* Start Records supplied *

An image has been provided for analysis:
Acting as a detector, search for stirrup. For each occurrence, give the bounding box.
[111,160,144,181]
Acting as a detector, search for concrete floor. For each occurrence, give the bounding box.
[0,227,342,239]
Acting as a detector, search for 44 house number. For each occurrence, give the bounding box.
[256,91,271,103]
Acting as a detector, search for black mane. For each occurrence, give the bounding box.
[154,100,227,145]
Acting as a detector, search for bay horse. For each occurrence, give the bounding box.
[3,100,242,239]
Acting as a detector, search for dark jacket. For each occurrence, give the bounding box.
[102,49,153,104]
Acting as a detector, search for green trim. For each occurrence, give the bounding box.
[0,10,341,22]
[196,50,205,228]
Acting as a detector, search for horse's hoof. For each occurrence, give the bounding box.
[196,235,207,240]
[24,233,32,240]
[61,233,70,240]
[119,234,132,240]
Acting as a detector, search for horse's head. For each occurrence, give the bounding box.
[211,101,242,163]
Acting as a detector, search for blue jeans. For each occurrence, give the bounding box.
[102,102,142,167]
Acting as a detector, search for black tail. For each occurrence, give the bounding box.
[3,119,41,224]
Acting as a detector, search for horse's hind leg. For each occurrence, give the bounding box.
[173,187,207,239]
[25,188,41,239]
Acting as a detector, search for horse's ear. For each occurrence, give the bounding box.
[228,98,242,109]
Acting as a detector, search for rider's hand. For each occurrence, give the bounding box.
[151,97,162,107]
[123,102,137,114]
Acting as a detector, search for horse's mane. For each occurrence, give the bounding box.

* End Records supplied *

## Work required
Render the listing above as a JSON array of strings, with one string for each line and any blank lines omitted.

## Result of the task
[
  "An image has been provided for analysis:",
  "Acting as a detector, search for stirrup. For each occurrence, give the bounding box.",
  "[111,160,144,181]",
  "Acting as a detector, search for concrete floor. For each occurrence, give the bounding box.",
  "[0,227,342,239]",
  "Acting as a detector, search for 44 house number. For each occurrence, give the bounding box.",
  "[256,91,271,103]",
  "Acting as a detector, search for black mane. For each occurrence, give the bounding box.",
  "[154,100,227,145]",
  "Acting as a detector, search for bay horse. For each occurrence, give the bounding box.",
  "[3,100,242,239]",
  "Acting as a detector, search for dark jacket. For each occurrence, give the bounding box.",
  "[102,49,153,104]",
  "Acting as a detector, search for green trim. For each occurrence, give the bounding box.",
  "[0,10,341,22]",
  "[196,50,205,228]",
  "Acting as a detector, search for horse's hoof. For each occurrence, give the bounding box.",
  "[196,235,207,240]",
  "[24,233,32,240]",
  "[61,233,70,240]",
  "[119,234,132,240]",
  "Acting as a detector, search for horse's head. For each occurrence, give the bounding box.",
  "[211,101,242,163]",
  "Acting as a detector, search for blue jeans. For each occurrence, give the bounding box.",
  "[102,102,142,167]",
  "Acting as a detector, search for black tail. For each occurrence, give the bounding box.",
  "[3,119,41,224]",
  "Acting as a detector, search for horse's hind leg. For each occurrence, give the bounding box.",
  "[173,187,207,239]",
  "[25,188,41,239]",
  "Acting as a detector, search for horse's ear. For each occurrence, give the bounding box.",
  "[228,98,242,109]",
  "Acting as a detector, search for rider's hand. For each occurrence, give the bounding box.",
  "[151,97,162,107]",
  "[123,102,137,114]",
  "Acting as a detector, search for horse's mane. For each occurrence, give the bounding box."
]